### TEXT EXCERPT:

(begin)

Last Updated: Jun 15, 2020

OpenTSDB is a scalable distributed time series database, and uses Apache HBase as the data storage system. OpenTSDB is a typical time series database that is developed based on general-purpose storage. It is released at an earlier stage than most time series databases, and wins high recognition from users in the market. Alibaba Cloud Time Series Database (TSDB) is highly compatible with the OpenTSDB protocol. TSDB provides powerful time series capabilities by using technologies that are developed by Alibaba Cloud, such as technologies for indexing, data models, and streaming aggregation. This topic describes the advantages of Alibaba Cloud TSDB and OpenTSDB in terms of operations and maintenance (O&M), features, costs, and performance.

Comparison between Alibaba Cloud TSDB and OpenTSDB

OpenTSDB TSDB
O&M Service availability You must ensure service availability, create clusters, and add component dependencies by yourself. 99.9%
Data reliability You must ensure data reliability, create clusters, and add component dependencies by yourself. 99.9999%
Software and hardware The cost of database servers is high. You do not need to deploy software or hardware. You are billed based on your actual resource usage.
Maintenance cost You must employ full-time TSDB database administrators (DBAs) for O&M, which increases the costs for human resources. TSDB provides managed services.
Deployment and scaling You must purchase hardware devices, manage data centers that host your databases, and deploy database servers. The deployment and scaling processes are time-consuming. TSDB supports quick activation, fast deployment, and elastic scaling.
Component dependency OpenTSDB depends on AysncHBase and Apache HBase, which incurs high O&M costs. No O&M costs are incurred.
Parameters for configuration and optimization You must specify a lot of parameters for configuration and optimization, such as salting parameters, number of connections, synchronous flushing parameters, and compaction parameters. By default, parameter settings in the best practices are used.

(end)

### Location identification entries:
(begin)

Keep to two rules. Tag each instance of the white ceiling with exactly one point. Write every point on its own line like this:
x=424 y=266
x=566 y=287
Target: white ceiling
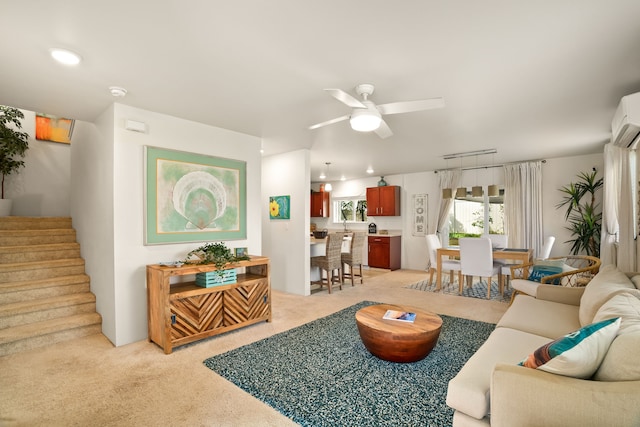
x=533 y=79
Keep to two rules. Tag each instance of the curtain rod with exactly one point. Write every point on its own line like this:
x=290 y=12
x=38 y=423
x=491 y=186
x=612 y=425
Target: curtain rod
x=489 y=166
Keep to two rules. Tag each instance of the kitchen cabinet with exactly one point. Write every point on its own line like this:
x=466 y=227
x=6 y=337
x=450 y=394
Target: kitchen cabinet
x=320 y=204
x=182 y=312
x=383 y=201
x=384 y=252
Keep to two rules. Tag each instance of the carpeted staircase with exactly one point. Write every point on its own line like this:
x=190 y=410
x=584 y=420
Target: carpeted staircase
x=44 y=291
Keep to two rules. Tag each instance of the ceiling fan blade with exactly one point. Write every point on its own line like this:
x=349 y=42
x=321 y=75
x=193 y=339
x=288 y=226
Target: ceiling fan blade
x=345 y=98
x=384 y=131
x=410 y=106
x=329 y=122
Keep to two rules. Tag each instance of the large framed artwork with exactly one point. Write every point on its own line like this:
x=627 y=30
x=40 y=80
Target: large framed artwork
x=193 y=197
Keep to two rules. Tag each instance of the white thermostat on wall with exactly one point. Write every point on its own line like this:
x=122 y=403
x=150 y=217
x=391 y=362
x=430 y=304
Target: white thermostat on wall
x=135 y=126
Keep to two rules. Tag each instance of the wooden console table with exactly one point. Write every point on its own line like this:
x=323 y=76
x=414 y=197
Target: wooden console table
x=181 y=313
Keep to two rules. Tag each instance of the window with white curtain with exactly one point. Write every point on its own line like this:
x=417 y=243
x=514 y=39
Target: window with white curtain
x=474 y=216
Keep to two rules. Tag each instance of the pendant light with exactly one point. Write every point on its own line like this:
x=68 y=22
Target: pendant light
x=493 y=190
x=327 y=186
x=476 y=190
x=461 y=192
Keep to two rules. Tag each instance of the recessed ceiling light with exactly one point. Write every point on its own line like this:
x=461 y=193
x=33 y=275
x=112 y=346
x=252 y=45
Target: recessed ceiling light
x=65 y=56
x=117 y=91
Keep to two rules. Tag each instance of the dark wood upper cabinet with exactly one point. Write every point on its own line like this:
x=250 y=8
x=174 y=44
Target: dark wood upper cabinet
x=320 y=204
x=383 y=201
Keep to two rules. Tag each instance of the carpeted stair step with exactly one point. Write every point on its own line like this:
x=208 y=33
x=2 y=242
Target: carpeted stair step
x=12 y=292
x=34 y=223
x=17 y=272
x=30 y=253
x=22 y=313
x=37 y=237
x=40 y=334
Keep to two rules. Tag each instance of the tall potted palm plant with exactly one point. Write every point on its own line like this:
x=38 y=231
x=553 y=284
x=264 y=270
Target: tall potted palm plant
x=583 y=214
x=13 y=146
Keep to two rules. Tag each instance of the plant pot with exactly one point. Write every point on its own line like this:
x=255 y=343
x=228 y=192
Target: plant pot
x=5 y=207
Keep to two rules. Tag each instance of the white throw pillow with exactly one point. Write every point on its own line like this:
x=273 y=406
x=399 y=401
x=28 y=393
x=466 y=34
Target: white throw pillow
x=577 y=354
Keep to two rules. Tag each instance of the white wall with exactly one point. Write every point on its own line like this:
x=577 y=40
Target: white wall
x=41 y=188
x=286 y=242
x=114 y=187
x=92 y=198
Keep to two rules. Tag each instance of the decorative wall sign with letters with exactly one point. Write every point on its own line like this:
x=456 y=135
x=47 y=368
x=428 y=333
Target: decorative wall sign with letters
x=420 y=215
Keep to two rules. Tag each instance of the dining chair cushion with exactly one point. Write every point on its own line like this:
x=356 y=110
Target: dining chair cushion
x=543 y=268
x=577 y=354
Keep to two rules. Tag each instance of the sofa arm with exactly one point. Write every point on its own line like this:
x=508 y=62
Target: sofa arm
x=561 y=294
x=527 y=397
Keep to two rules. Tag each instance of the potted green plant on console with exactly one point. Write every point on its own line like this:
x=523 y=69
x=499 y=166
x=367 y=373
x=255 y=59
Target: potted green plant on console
x=13 y=146
x=584 y=216
x=219 y=255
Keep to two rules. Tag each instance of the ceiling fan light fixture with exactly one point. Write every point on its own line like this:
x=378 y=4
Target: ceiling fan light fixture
x=362 y=120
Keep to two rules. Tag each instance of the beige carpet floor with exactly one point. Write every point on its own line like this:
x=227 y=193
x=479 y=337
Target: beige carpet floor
x=89 y=382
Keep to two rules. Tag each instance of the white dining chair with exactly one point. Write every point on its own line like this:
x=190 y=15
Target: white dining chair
x=451 y=265
x=546 y=249
x=476 y=259
x=498 y=241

(end)

### EXERCISE:
Answer these questions using the TSDB comparison text:
(a) Which data storage system does OpenTSDB use?
(b) What data reliability figure is listed for Alibaba Cloud TSDB?
(c) Which four examples are given of the parameters that OpenTSDB users must specify for configuration and optimization?

### EXERCISE OUTPUT:
(a) Apache HBase.
(b) 99.9999%.
(c) Salting parameters, number of connections, synchronous flushing parameters, and compaction parameters.